_Work to do_
Copy out the data below as written; omit any images.

_Records provided_
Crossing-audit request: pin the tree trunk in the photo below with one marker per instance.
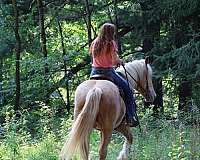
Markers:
(185, 93)
(88, 22)
(65, 65)
(152, 32)
(42, 33)
(1, 81)
(117, 26)
(18, 50)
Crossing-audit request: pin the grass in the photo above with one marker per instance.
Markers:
(159, 140)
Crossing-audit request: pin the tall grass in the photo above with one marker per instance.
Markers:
(160, 139)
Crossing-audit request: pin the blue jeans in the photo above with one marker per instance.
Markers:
(122, 84)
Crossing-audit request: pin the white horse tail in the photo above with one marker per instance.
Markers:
(79, 135)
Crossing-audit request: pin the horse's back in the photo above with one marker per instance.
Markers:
(111, 108)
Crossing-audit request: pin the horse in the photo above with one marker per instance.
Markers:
(98, 105)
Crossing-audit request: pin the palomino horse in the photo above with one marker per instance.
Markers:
(99, 105)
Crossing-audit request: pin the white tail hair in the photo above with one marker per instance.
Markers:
(79, 135)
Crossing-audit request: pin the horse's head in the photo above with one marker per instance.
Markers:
(139, 75)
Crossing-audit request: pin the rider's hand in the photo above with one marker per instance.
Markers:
(120, 62)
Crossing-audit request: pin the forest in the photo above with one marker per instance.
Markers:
(44, 56)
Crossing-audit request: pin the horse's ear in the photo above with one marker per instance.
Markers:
(147, 60)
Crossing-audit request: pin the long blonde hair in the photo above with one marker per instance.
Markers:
(103, 40)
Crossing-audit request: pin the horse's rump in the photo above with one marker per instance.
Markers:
(111, 107)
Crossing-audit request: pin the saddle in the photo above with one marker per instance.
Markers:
(105, 77)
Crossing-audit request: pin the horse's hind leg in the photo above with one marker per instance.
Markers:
(125, 130)
(105, 139)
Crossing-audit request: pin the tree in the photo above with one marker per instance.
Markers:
(18, 50)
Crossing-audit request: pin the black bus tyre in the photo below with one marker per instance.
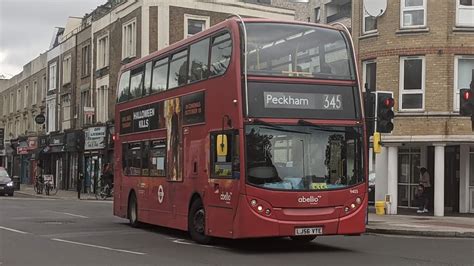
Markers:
(197, 223)
(133, 211)
(302, 239)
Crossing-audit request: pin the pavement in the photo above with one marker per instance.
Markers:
(414, 225)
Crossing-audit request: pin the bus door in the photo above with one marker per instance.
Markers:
(224, 175)
(159, 196)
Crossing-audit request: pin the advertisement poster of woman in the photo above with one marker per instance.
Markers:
(173, 117)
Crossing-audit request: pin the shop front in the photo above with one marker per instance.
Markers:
(94, 154)
(450, 167)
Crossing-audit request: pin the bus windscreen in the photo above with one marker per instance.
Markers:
(290, 50)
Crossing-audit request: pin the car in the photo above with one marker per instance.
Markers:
(6, 183)
(371, 188)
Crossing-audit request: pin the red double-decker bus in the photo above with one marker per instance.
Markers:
(252, 128)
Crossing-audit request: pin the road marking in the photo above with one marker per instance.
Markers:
(13, 230)
(96, 246)
(185, 242)
(72, 214)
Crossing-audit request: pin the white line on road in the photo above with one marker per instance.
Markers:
(13, 230)
(72, 214)
(95, 246)
(185, 242)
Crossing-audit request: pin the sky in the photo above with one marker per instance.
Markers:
(27, 27)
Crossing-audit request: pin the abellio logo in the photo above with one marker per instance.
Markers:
(310, 199)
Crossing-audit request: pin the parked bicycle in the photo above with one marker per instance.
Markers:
(49, 188)
(39, 185)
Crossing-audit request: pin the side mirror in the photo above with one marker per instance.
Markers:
(222, 145)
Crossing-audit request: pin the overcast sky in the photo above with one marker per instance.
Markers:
(27, 26)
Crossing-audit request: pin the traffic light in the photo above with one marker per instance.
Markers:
(384, 107)
(466, 102)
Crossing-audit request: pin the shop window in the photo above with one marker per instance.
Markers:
(465, 13)
(133, 159)
(198, 61)
(178, 69)
(412, 83)
(220, 54)
(225, 155)
(413, 14)
(160, 74)
(157, 158)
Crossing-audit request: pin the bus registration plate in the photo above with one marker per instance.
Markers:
(308, 231)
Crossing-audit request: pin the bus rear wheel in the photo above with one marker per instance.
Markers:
(302, 239)
(133, 211)
(197, 223)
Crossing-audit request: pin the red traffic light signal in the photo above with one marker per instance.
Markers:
(466, 102)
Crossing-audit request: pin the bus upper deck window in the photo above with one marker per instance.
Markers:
(124, 87)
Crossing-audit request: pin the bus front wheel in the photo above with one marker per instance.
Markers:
(133, 211)
(197, 223)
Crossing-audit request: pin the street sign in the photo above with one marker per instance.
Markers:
(40, 119)
(2, 137)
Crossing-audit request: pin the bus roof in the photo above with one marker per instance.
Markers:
(231, 20)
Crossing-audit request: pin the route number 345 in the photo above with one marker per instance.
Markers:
(332, 101)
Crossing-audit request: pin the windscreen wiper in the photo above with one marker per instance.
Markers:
(278, 128)
(303, 122)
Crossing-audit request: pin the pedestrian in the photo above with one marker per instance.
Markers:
(80, 179)
(425, 182)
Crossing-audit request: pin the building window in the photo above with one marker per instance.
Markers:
(103, 52)
(465, 13)
(85, 59)
(102, 104)
(52, 76)
(413, 14)
(67, 69)
(51, 114)
(317, 15)
(35, 92)
(463, 75)
(412, 83)
(178, 69)
(25, 98)
(409, 159)
(194, 24)
(198, 61)
(160, 74)
(129, 39)
(369, 24)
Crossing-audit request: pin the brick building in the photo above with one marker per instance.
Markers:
(423, 52)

_Solved exercise_
Crossing-audit request: pin the tree trunk in the photo below with one marker per instance.
Markers:
(185, 93)
(88, 22)
(65, 65)
(152, 32)
(42, 33)
(1, 81)
(117, 26)
(18, 50)
Crossing-audit request: pin the grass in the photo above with one marker per instance.
Markers:
(159, 140)
Crossing-audit request: pin the tall grass in the photo above with one marker per instance.
Markers:
(160, 139)
Crossing-audit request: pin the blue jeans in the photo above with one marker per instance.
Markers:
(122, 84)
Crossing-audit request: pin the white horse tail in the photo above with one marker per instance.
Markers:
(79, 135)
Crossing-audit request: pin the horse's back in the photo above with one marker per instance.
Markers:
(111, 108)
Crossing-audit request: pin the horse in the photo above with one marker per instance.
Markers:
(98, 105)
Crossing-audit request: pin the palomino horse in the photo above with one marker per instance.
Markers:
(99, 105)
Crossing-audit request: pin the white tail hair in the photo above with one marker per instance.
Markers:
(79, 135)
Crossing-audit request: pin the horse's head in the photo above with one marker per instance.
Markers:
(139, 75)
Crossing-audit request: pin the rider's hand in the photo above with one marker per instance.
Markers:
(120, 62)
Crossing-audit request: pin the forest in the photo above with one marker per instance.
Markers:
(44, 56)
Crossing-audit request: pin the horse's ear in the photo above with one marker per instance.
Markers:
(147, 60)
Crossing-audit request: pin the long blonde hair in the photo above with one marker per instance.
Markers:
(103, 40)
Crossing-audit request: pin the horse's rump in the photo above with one marker per instance.
Markers:
(111, 107)
Crossing-audit request: pin the saddle in the photo above with one marker per instance.
Markers:
(105, 77)
Crossing-audit request: pin the horse's hind leg in the photo above with one marker per instance.
Markers:
(125, 130)
(105, 139)
Crossing-audit request: pin the tree in the photo above with one marker per instance.
Markers:
(18, 50)
Crossing-audit request: pin the black bus tyre in the photo below with one marker per instance.
Markers:
(197, 223)
(133, 211)
(302, 239)
Crossing-audit request: pin the pavement in the photo above with one marker per instance.
Markers:
(414, 225)
Crossing-audit request: pin the bus door in the photo above with one marker per instance.
Markers:
(224, 175)
(159, 196)
Crossing-audit request: pin the advertisement poster of woman in the photo above with one marker per instance.
Markers:
(173, 117)
Crossing-audit request: pin the shop front in the photo above with one marker per instance.
Markers:
(94, 154)
(450, 167)
Crossing-audit request: pin the bus windscreen in the photo above with one marker per instance.
Markers:
(290, 50)
Crossing-audit request: pin the car in the photo above with one marker per instance.
Markers:
(6, 183)
(371, 188)
Crossing-audit request: pin the red double-decker bus in the photo above with one marker per instance.
Markers:
(252, 128)
Crossing-audit request: pin the road marking in the photo above with one marker per instance.
Markers:
(13, 230)
(96, 246)
(185, 242)
(72, 214)
Crossing-audit request: pin the white line on road in the photo above with one marker per instance.
Markers:
(13, 230)
(72, 214)
(95, 246)
(185, 242)
Crossing-audit request: pin the sky in the photo above with one marker per instance.
Markers:
(27, 27)
Crossing-audit request: pin the abellio logo in the photo above with one marker per instance.
Markers:
(310, 199)
Crossing-audit request: pin the parked bicycle in the photo above with one marker per instance.
Markers:
(49, 188)
(39, 185)
Crossing-audit request: pin the side mirror in the photo above with one marker per instance.
Markers:
(222, 145)
Crossing-audit request: pin the overcast sky in the photo above with one marker per instance.
Markers:
(27, 26)
Crossing-audit request: pin the traffic light in the photo above with one marker per instance.
Markers:
(384, 107)
(466, 102)
Crossing-audit request: pin the shop window in the photo above with one marker per instance.
Markers:
(465, 13)
(133, 159)
(198, 61)
(178, 69)
(412, 83)
(220, 54)
(225, 155)
(413, 14)
(160, 74)
(157, 158)
Crossing-audit request: pin the bus registration plate in the photo above with one marker per instance.
Markers:
(308, 231)
Crossing-audit request: pin the bus rear wheel in the photo above with one marker per instance.
Markers:
(302, 239)
(133, 211)
(197, 223)
Crossing-audit request: pin the red traffic light signal in the photo above with one marker per instance.
Markers:
(466, 102)
Crossing-audit request: pin the bus upper deck window in the photo above with one marker per instance.
Markers:
(124, 87)
Crossing-audit request: pin the bus front wheel in the photo above with one marker per instance.
Markers:
(133, 211)
(197, 223)
Crossing-audit request: pin the street sign in the photo above with one marker per instance.
Markers:
(40, 119)
(2, 137)
Crossing-audit request: pin the bus roof in the photo above with one marker per instance.
Markers:
(231, 20)
Crossing-audit request: pin the route number 345 in the photo above with one marker per instance.
Markers:
(332, 101)
Crossing-audit request: pin the windscreen wiper in the photo above with one marker per instance.
Markers:
(278, 128)
(303, 122)
Crossing-audit request: pin the pedestrian in the photo above with one marker per instance.
Markers:
(80, 179)
(425, 182)
Crossing-audit request: pin the building window in the photo above with one marker per instance.
Markers:
(103, 52)
(465, 13)
(85, 59)
(102, 104)
(52, 76)
(413, 14)
(67, 69)
(51, 114)
(317, 15)
(35, 92)
(463, 75)
(412, 83)
(178, 69)
(25, 98)
(409, 159)
(194, 24)
(198, 61)
(160, 74)
(129, 39)
(369, 24)
Crossing-audit request: pin the brick building in the photo above with one marker per instance.
Markers:
(423, 52)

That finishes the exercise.